Data supplied –
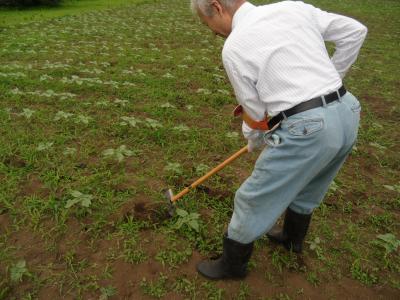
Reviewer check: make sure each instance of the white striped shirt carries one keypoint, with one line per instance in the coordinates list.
(276, 57)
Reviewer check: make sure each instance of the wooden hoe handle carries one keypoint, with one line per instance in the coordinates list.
(209, 174)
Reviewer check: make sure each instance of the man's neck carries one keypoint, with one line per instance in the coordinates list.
(236, 7)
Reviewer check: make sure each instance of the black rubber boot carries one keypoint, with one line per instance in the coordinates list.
(295, 227)
(231, 264)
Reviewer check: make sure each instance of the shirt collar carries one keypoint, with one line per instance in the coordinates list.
(241, 13)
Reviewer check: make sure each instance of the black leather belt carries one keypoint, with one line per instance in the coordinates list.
(309, 104)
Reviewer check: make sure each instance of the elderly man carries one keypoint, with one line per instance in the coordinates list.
(292, 98)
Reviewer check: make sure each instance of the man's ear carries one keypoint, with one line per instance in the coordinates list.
(217, 7)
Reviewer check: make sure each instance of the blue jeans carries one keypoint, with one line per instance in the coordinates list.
(296, 172)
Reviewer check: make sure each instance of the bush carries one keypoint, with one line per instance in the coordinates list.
(24, 3)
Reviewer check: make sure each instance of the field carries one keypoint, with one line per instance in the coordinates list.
(101, 111)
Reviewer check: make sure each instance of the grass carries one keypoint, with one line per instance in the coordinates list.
(100, 111)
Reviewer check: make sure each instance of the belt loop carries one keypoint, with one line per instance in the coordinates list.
(323, 101)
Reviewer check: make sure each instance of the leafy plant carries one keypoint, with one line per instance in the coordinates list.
(387, 241)
(315, 245)
(153, 123)
(18, 271)
(155, 289)
(85, 200)
(118, 154)
(27, 113)
(174, 169)
(44, 146)
(132, 121)
(107, 292)
(189, 220)
(394, 188)
(201, 169)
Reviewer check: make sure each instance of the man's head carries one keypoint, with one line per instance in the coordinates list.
(217, 14)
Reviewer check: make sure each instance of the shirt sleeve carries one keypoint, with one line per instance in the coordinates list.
(347, 34)
(246, 93)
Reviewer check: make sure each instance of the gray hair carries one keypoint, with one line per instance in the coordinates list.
(205, 6)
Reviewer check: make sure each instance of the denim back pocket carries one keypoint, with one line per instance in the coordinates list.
(305, 127)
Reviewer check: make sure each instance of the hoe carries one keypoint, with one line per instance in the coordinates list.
(173, 198)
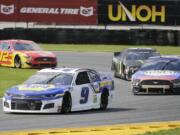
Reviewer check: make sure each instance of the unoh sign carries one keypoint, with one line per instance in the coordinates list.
(138, 12)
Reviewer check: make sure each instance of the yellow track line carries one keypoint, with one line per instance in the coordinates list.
(120, 129)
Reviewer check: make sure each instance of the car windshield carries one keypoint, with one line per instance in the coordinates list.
(50, 78)
(153, 65)
(31, 46)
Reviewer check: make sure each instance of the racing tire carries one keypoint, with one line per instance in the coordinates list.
(66, 104)
(104, 101)
(17, 62)
(135, 91)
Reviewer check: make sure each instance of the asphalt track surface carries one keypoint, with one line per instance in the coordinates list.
(126, 108)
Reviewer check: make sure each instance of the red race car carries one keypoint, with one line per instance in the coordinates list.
(25, 54)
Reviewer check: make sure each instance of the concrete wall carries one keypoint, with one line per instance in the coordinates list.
(92, 36)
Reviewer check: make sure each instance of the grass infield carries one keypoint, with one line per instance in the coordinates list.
(106, 48)
(11, 76)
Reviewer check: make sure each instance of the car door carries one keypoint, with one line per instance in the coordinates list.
(82, 94)
(95, 84)
(5, 54)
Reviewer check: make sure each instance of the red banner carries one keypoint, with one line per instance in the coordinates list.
(58, 11)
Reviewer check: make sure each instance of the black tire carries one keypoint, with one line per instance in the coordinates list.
(135, 91)
(66, 104)
(104, 100)
(17, 62)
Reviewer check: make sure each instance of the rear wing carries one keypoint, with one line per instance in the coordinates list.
(117, 54)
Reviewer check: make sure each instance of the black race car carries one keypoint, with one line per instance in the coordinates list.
(127, 62)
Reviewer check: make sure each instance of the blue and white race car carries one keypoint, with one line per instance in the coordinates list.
(60, 90)
(158, 75)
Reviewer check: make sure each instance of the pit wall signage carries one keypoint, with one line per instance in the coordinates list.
(162, 12)
(58, 11)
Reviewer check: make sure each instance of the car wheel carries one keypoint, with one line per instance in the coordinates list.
(66, 104)
(17, 62)
(135, 91)
(104, 100)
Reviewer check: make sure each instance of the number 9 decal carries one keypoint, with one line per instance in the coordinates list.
(84, 95)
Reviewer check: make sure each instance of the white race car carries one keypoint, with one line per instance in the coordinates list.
(60, 90)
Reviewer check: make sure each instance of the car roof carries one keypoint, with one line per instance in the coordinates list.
(65, 70)
(166, 58)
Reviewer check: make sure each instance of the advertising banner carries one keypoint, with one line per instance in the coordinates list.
(58, 11)
(130, 12)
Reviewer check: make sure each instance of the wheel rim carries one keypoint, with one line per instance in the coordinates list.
(17, 62)
(67, 104)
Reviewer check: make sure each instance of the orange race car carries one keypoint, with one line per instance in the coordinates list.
(25, 54)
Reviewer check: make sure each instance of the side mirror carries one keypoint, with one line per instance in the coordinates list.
(117, 54)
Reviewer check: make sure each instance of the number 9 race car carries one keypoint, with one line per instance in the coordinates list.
(25, 54)
(60, 90)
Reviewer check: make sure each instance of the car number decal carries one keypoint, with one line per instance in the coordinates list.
(84, 95)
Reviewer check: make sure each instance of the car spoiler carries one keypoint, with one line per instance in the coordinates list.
(116, 54)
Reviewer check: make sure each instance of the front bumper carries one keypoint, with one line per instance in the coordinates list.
(32, 106)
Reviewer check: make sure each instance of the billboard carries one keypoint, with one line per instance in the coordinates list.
(58, 11)
(130, 12)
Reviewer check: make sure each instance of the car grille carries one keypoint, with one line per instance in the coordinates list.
(19, 104)
(44, 59)
(155, 82)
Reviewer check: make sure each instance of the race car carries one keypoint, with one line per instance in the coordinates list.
(60, 90)
(127, 62)
(25, 54)
(158, 75)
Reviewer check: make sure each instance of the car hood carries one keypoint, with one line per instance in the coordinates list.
(156, 74)
(39, 53)
(37, 89)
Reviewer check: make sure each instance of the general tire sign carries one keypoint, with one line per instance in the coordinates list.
(139, 12)
(58, 11)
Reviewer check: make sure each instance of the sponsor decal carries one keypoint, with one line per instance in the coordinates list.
(35, 87)
(86, 11)
(63, 11)
(142, 13)
(7, 9)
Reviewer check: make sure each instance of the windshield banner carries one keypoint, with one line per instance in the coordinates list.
(127, 12)
(48, 11)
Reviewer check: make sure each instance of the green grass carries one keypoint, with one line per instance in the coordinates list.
(106, 48)
(13, 76)
(165, 132)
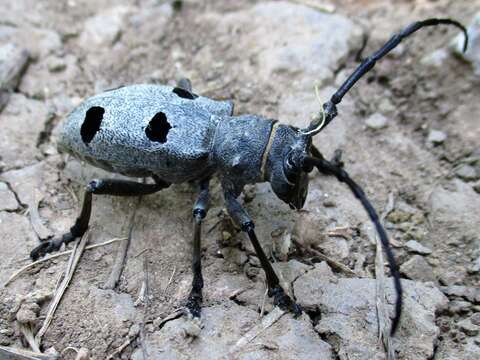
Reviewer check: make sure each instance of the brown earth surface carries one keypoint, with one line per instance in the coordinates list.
(409, 130)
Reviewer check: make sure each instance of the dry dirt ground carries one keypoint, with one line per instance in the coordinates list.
(409, 130)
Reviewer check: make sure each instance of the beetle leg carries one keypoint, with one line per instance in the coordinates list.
(98, 187)
(240, 216)
(335, 168)
(194, 301)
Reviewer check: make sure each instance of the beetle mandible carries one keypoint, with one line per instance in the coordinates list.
(173, 135)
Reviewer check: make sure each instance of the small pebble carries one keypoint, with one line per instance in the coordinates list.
(329, 203)
(466, 172)
(476, 187)
(458, 307)
(376, 122)
(468, 327)
(416, 247)
(56, 64)
(475, 319)
(436, 137)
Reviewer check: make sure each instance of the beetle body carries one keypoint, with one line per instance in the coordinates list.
(173, 135)
(145, 130)
(176, 136)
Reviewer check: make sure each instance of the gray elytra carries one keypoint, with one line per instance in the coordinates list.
(173, 135)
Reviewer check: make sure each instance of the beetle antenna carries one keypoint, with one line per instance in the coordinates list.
(330, 168)
(318, 118)
(330, 106)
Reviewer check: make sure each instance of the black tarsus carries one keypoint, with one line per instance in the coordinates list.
(330, 106)
(329, 168)
(200, 209)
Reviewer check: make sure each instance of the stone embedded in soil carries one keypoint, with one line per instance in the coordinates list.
(21, 123)
(449, 200)
(468, 327)
(348, 315)
(475, 319)
(475, 267)
(436, 58)
(224, 326)
(436, 137)
(300, 47)
(466, 172)
(102, 30)
(452, 275)
(417, 268)
(16, 241)
(476, 187)
(470, 293)
(376, 122)
(459, 307)
(472, 54)
(7, 198)
(415, 247)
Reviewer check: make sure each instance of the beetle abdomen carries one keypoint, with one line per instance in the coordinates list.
(142, 130)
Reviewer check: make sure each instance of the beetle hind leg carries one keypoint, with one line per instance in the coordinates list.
(275, 290)
(97, 187)
(194, 301)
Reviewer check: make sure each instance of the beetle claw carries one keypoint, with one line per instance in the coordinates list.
(285, 302)
(44, 248)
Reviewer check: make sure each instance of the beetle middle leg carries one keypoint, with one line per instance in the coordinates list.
(194, 301)
(275, 290)
(98, 187)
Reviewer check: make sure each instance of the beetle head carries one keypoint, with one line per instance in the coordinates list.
(288, 178)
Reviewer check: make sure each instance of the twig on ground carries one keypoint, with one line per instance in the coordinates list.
(323, 7)
(170, 280)
(145, 308)
(70, 270)
(122, 347)
(258, 329)
(31, 265)
(382, 313)
(338, 266)
(262, 309)
(41, 230)
(120, 259)
(27, 331)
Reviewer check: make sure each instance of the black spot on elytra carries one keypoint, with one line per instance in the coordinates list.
(91, 124)
(184, 93)
(158, 127)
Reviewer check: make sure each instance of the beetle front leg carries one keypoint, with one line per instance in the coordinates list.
(194, 301)
(275, 290)
(98, 187)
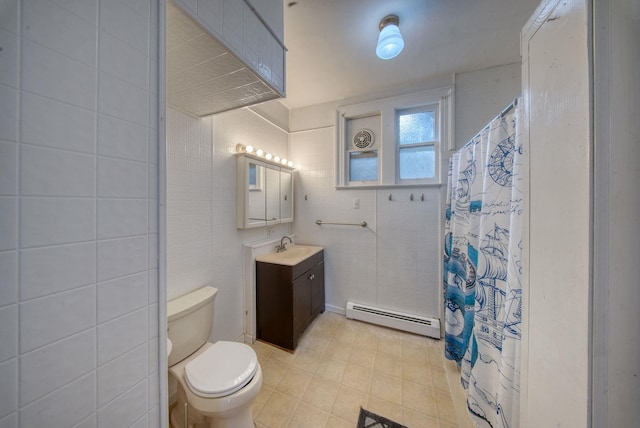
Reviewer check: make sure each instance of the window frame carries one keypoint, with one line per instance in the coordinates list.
(387, 143)
(435, 108)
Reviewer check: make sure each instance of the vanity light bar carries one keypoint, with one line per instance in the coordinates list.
(241, 148)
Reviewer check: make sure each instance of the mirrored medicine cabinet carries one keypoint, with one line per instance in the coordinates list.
(264, 192)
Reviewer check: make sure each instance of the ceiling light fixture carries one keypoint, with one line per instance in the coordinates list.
(390, 41)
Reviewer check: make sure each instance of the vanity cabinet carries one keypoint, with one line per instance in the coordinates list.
(288, 299)
(264, 193)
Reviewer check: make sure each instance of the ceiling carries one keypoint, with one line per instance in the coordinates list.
(331, 43)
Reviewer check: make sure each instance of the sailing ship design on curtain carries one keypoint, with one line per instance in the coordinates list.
(482, 269)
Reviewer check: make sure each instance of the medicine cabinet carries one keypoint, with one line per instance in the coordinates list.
(264, 192)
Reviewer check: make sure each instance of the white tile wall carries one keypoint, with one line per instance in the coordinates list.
(64, 407)
(204, 246)
(78, 214)
(53, 123)
(48, 270)
(76, 356)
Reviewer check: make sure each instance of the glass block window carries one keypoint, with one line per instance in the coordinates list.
(417, 137)
(363, 166)
(410, 134)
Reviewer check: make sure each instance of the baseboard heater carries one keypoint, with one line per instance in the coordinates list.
(411, 323)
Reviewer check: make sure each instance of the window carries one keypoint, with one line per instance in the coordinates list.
(363, 166)
(408, 135)
(416, 142)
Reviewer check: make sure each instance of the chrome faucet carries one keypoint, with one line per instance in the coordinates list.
(283, 247)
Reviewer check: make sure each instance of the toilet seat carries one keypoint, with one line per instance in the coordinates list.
(221, 370)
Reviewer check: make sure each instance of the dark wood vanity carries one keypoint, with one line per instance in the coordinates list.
(288, 299)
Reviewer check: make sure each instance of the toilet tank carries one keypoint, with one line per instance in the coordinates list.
(190, 319)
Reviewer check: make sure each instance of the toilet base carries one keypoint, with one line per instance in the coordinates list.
(195, 419)
(232, 411)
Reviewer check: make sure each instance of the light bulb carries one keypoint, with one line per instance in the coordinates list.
(390, 42)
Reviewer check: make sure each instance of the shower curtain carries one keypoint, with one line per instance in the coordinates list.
(483, 268)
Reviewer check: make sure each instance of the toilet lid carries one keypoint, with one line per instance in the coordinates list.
(222, 369)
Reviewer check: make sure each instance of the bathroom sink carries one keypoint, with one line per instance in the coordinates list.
(293, 255)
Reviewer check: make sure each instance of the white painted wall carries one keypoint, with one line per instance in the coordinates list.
(556, 302)
(616, 345)
(78, 214)
(394, 263)
(481, 95)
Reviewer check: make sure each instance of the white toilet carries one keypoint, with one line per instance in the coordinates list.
(218, 381)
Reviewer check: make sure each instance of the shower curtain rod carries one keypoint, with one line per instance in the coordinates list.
(506, 110)
(511, 105)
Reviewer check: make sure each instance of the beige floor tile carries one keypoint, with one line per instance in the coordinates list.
(336, 422)
(337, 350)
(401, 376)
(272, 372)
(366, 340)
(283, 356)
(307, 360)
(307, 416)
(331, 369)
(446, 411)
(390, 345)
(263, 350)
(387, 388)
(439, 379)
(417, 372)
(362, 358)
(321, 393)
(357, 377)
(384, 408)
(348, 403)
(277, 411)
(414, 419)
(419, 398)
(262, 398)
(387, 364)
(294, 383)
(315, 339)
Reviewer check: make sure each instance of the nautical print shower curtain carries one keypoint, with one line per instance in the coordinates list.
(483, 269)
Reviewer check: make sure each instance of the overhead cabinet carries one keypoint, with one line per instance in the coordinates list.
(224, 54)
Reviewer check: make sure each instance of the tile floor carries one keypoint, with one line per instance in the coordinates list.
(343, 364)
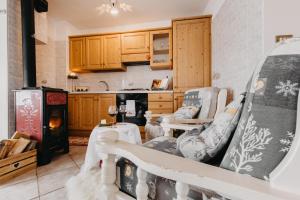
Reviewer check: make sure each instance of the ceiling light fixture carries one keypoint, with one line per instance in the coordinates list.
(114, 7)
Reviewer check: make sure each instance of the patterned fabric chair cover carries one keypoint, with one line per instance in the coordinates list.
(206, 98)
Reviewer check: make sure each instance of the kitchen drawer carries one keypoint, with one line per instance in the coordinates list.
(160, 97)
(161, 111)
(160, 105)
(141, 57)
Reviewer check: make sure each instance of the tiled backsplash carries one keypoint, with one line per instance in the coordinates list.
(135, 77)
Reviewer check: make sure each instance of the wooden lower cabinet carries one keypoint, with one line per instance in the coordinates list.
(72, 112)
(160, 103)
(178, 100)
(85, 111)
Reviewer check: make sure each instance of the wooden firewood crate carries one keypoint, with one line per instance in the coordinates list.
(17, 165)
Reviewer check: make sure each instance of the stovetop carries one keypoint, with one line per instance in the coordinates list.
(134, 89)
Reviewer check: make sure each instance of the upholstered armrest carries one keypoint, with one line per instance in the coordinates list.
(191, 121)
(170, 124)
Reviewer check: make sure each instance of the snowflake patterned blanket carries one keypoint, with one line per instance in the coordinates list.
(268, 122)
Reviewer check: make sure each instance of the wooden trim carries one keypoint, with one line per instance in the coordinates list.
(17, 172)
(120, 32)
(169, 63)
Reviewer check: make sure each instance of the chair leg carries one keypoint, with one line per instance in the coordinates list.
(182, 190)
(142, 189)
(108, 177)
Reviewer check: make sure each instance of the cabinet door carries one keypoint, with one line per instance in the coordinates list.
(112, 52)
(94, 52)
(106, 100)
(178, 100)
(135, 43)
(161, 49)
(77, 54)
(72, 112)
(191, 52)
(86, 109)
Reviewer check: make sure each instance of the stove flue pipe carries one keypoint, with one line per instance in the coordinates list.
(28, 43)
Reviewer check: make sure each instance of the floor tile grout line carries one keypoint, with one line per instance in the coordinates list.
(13, 184)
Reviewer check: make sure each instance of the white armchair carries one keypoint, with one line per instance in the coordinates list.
(212, 101)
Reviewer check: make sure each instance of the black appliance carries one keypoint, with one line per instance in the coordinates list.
(141, 106)
(42, 113)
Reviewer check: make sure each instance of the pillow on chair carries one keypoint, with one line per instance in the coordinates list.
(268, 122)
(202, 146)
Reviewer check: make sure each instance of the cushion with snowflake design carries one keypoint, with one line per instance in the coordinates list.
(268, 121)
(202, 146)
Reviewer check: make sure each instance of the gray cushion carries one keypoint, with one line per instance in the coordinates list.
(186, 112)
(206, 98)
(268, 120)
(202, 146)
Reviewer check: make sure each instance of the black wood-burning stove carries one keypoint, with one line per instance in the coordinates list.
(43, 114)
(40, 112)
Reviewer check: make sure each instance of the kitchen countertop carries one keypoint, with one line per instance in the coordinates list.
(122, 92)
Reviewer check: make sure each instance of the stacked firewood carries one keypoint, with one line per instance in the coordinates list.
(18, 143)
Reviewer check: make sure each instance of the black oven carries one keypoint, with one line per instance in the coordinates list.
(141, 106)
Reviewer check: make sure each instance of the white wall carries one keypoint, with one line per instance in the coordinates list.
(237, 41)
(4, 71)
(280, 18)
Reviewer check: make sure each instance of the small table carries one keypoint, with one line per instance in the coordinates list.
(127, 132)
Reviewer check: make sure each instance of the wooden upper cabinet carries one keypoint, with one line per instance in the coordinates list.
(192, 54)
(72, 112)
(105, 101)
(112, 52)
(161, 49)
(77, 53)
(94, 52)
(135, 43)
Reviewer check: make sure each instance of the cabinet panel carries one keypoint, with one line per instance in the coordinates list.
(160, 97)
(160, 105)
(112, 51)
(191, 53)
(94, 52)
(72, 112)
(77, 53)
(106, 100)
(135, 43)
(178, 100)
(161, 49)
(86, 109)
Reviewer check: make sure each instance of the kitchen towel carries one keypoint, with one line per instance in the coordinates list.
(130, 108)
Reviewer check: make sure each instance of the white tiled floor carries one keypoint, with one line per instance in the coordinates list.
(47, 182)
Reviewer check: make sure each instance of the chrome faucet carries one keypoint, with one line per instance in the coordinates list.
(106, 85)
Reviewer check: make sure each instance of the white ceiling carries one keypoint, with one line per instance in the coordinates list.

Your task – Using the material above, extract the line that contains "Reviewer check: make sure each instance of the cabinet panel" and every line after it, exactly as given; stop at the last line.

Correct response –
Reviewer check: make sure each instance of the cabinet panel carries one keypoint, with one line per instance in the coordinates list.
(160, 97)
(160, 105)
(112, 51)
(191, 53)
(94, 52)
(72, 112)
(77, 53)
(106, 100)
(135, 43)
(178, 100)
(161, 49)
(86, 109)
Reviewer check: make sure each instance of the kitchen towel carries one keypoint, with one line per instance in the coordinates list.
(130, 108)
Reviewer check: make sure each instance of the white tiled floor carries one keypoint, with one line per instance in the coordinates list.
(47, 182)
Reviewer check: make sure each instance of the chrome faucet carries one keypoint, with one line per instance in the coordinates list.
(106, 85)
Reviewer check: make sure each instance of the white ceiling carries one keypoint, with one line per instance in the coordinates list.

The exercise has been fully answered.